Report how many lines in the listing below include the word "hood". Write nothing besides the number.

▼▼▼

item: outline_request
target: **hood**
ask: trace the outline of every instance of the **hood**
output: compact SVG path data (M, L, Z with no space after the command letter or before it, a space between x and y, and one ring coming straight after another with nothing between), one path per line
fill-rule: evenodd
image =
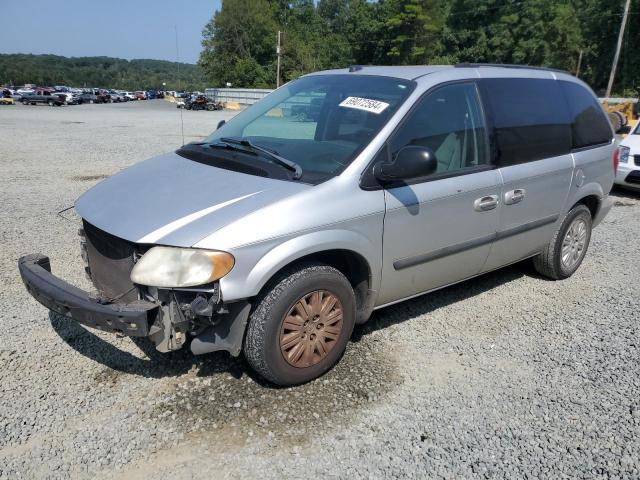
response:
M92 225L131 242L190 247L244 215L309 188L170 153L100 182L76 201L75 209Z
M640 155L640 134L627 135L620 145L629 147L631 155Z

▲▲▲

» **COMPLETED TASK**:
2